Listed entries »
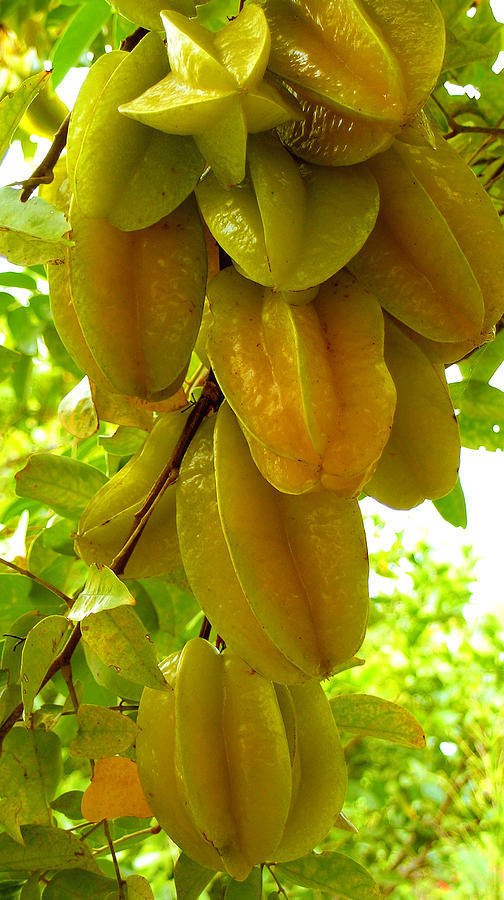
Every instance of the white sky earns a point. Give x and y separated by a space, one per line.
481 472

==

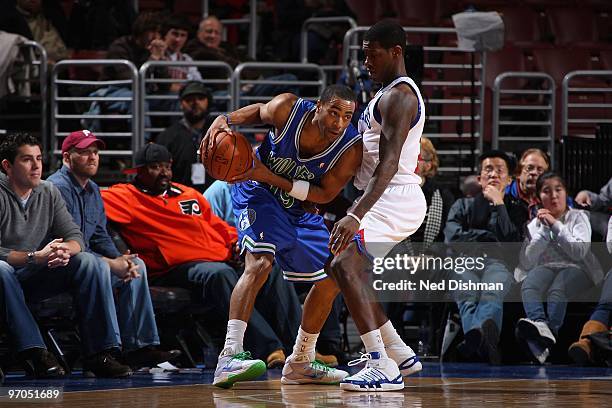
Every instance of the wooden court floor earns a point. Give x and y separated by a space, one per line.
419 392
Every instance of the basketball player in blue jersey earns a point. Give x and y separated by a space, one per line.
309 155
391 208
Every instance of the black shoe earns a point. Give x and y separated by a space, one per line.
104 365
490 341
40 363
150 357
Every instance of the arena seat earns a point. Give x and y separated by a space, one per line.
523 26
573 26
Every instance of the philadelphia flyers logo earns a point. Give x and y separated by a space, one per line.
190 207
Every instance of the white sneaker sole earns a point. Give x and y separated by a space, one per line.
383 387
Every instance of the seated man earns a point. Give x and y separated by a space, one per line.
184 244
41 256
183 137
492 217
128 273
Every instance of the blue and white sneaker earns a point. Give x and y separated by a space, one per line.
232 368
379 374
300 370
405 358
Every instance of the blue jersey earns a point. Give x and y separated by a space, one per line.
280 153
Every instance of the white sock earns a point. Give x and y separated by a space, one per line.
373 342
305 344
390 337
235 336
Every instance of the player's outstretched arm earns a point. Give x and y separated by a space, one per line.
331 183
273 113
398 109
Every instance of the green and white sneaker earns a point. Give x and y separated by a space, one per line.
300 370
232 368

What to work on » Locate each line of the material above that contains the word "white" and copy those lines in full.

Completed exercise »
Every instance of the white sky earns a point. Give x and y separated by a space, one per line.
Every instance of the white sneaker sole earns a point. Give x and y separated by a space, one per line.
Every instance of the blue and white sneaker earns a point. Give x and y separated by a space, one per line.
Every instance of the white sock earns a point. Give x and y separated by a space, one per line.
Every instance of the green and white sneaker earns a point. Give x and y separated by a space, one per line.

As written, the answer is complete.